Go through the entries below. Copy each line in which "glossy" appears.

==*==

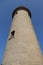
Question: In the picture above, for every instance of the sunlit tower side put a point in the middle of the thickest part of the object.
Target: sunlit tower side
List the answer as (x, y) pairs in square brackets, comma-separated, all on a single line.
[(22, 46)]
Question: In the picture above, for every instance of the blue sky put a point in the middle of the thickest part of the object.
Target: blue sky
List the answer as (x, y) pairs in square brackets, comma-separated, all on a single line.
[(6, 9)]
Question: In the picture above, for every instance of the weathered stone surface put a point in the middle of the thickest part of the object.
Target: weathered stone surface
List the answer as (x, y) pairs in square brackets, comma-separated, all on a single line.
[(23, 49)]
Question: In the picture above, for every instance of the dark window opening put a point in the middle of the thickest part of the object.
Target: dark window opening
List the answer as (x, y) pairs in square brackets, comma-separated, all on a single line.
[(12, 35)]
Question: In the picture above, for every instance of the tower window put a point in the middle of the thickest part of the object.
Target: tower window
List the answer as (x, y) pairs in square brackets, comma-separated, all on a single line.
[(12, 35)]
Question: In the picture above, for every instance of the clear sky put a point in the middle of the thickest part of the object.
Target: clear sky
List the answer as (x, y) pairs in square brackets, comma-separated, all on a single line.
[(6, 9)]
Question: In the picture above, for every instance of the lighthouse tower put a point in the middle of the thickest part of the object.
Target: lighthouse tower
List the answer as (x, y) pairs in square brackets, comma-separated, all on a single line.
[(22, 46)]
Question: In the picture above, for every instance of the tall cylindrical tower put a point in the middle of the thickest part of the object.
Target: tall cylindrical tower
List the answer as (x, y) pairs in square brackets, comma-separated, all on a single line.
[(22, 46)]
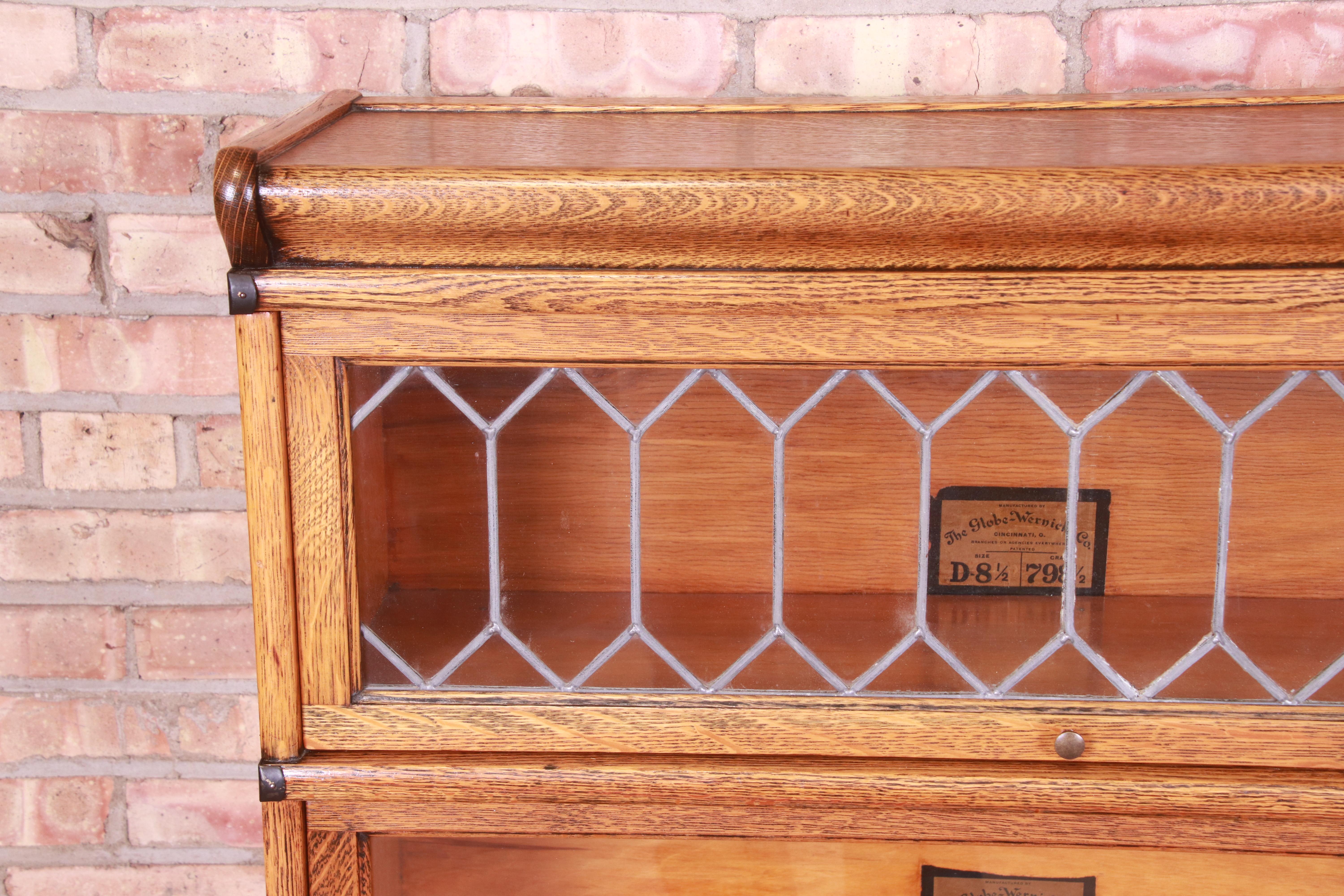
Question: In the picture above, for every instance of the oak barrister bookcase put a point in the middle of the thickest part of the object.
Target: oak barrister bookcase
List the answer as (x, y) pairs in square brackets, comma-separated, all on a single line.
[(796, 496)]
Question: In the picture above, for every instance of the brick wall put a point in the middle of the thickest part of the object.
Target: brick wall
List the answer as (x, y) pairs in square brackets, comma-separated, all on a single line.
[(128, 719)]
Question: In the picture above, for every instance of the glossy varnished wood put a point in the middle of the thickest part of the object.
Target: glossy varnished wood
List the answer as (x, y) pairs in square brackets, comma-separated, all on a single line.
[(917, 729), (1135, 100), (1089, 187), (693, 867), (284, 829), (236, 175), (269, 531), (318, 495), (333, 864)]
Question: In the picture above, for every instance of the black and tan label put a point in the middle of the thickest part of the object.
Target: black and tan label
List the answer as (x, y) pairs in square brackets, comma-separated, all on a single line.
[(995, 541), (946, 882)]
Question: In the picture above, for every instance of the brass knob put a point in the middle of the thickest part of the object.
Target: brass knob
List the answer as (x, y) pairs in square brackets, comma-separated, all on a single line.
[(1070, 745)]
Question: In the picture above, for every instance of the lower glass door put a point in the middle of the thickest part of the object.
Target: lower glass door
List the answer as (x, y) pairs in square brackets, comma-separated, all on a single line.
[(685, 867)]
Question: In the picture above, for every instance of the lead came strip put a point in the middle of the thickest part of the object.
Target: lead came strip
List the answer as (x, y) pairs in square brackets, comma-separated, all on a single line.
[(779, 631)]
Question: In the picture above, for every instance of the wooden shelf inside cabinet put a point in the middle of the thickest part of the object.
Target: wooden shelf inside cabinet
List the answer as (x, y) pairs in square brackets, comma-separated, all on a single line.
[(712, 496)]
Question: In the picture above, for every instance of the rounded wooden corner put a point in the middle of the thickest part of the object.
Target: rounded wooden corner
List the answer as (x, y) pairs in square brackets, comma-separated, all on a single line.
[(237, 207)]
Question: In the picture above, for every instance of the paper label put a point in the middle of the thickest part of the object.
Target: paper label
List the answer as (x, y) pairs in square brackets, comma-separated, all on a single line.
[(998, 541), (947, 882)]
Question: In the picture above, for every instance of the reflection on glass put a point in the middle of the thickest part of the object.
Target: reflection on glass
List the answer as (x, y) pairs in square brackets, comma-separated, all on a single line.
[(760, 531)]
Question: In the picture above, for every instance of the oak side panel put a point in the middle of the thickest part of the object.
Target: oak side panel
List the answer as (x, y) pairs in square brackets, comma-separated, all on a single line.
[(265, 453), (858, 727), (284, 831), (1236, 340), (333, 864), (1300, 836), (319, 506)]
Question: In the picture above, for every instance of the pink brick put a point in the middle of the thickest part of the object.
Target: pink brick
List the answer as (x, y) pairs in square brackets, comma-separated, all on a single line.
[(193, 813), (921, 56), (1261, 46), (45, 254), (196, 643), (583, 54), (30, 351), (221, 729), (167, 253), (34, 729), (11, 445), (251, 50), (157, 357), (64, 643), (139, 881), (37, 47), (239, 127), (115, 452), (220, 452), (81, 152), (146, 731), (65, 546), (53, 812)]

==*==

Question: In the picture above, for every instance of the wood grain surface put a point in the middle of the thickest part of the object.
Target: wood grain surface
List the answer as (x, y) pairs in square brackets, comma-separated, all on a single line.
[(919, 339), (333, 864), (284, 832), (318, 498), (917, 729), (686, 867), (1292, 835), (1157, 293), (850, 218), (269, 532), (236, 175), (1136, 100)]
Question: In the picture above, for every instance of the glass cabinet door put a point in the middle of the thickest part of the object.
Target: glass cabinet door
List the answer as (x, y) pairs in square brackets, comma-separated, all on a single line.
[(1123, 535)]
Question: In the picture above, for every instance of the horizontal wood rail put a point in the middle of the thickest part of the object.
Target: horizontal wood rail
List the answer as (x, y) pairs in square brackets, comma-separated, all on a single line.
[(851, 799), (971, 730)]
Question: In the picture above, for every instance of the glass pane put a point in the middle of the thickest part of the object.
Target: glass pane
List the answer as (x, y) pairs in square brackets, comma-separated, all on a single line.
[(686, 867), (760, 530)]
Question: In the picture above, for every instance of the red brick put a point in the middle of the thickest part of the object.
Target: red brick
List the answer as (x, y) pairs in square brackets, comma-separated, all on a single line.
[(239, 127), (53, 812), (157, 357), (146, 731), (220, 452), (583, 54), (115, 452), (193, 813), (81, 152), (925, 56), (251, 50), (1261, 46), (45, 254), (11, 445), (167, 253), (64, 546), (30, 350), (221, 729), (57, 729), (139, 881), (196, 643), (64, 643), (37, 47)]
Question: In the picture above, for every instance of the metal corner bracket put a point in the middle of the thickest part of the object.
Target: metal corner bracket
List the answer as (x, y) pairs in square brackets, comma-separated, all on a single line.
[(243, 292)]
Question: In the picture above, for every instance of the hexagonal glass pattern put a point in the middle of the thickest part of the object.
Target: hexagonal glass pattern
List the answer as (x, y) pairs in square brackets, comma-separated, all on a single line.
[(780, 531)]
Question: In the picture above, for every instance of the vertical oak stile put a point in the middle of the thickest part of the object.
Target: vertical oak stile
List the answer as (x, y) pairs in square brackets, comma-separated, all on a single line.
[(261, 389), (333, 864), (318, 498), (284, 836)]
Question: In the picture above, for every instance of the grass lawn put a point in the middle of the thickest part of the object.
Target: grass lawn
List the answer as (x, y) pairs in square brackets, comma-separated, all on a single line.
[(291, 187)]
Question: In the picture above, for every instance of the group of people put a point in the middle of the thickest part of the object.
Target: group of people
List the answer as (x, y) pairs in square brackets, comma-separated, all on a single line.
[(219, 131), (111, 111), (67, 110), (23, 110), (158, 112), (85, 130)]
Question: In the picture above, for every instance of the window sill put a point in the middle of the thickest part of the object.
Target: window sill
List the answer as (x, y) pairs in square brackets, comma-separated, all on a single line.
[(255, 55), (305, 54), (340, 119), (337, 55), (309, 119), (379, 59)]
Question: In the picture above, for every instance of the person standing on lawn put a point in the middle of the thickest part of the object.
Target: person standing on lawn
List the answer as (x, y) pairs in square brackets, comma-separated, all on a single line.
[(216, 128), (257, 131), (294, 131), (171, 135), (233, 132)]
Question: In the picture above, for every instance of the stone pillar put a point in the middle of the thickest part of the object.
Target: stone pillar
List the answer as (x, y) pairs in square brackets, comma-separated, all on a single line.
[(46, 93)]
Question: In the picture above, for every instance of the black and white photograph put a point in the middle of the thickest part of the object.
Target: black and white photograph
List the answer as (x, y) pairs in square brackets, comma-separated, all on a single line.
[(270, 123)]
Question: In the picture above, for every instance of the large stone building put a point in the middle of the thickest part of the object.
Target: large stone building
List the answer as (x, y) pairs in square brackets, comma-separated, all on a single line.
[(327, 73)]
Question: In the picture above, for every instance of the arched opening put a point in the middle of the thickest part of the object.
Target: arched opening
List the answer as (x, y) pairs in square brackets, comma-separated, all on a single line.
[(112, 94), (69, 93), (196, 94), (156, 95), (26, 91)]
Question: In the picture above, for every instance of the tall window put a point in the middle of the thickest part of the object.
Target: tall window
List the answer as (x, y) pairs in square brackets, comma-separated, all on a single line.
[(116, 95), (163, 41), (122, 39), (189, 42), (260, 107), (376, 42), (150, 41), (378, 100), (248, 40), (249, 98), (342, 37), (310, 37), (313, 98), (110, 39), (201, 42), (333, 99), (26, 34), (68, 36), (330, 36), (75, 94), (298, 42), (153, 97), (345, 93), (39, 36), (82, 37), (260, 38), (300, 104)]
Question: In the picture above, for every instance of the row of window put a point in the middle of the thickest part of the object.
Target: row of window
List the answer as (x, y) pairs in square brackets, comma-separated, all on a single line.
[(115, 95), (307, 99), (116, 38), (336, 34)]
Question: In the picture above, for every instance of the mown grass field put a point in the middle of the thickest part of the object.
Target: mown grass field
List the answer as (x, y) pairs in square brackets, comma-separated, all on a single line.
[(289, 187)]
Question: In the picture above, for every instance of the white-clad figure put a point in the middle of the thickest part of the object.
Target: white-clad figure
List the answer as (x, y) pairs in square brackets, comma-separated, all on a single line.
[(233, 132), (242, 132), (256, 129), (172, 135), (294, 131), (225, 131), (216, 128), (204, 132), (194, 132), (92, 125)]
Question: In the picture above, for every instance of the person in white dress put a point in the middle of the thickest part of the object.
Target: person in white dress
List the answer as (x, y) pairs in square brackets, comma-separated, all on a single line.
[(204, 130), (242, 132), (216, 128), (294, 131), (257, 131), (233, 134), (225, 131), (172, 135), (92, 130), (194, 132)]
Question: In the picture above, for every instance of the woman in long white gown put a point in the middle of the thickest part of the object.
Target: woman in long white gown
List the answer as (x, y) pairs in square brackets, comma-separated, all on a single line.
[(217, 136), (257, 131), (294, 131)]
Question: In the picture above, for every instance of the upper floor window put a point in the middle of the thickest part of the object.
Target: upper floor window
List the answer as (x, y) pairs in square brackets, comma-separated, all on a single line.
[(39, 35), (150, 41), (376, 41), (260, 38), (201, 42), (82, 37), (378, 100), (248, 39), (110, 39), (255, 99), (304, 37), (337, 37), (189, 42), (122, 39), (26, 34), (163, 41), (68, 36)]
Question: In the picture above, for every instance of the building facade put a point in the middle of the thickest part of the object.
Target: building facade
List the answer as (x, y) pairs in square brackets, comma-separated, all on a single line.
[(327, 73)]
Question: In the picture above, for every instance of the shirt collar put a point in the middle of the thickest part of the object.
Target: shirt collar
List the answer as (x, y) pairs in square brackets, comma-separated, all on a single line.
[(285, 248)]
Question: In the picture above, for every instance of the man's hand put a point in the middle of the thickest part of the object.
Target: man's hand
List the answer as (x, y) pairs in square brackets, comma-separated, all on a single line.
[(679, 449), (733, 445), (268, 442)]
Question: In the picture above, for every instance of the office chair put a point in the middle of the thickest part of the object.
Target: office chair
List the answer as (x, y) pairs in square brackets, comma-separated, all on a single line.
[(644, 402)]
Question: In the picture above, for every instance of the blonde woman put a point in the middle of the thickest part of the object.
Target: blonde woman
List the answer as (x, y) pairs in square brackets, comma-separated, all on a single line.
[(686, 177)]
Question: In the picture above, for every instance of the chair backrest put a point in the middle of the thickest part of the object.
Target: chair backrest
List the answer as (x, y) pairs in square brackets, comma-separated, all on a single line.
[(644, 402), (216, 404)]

==*==

### RESPONSE TO THIS EXERCISE
Question: In the picture above, for every instance of the glossy varnished wood put a point in the middle of the thickest part of the object.
Target: glossy varnished wood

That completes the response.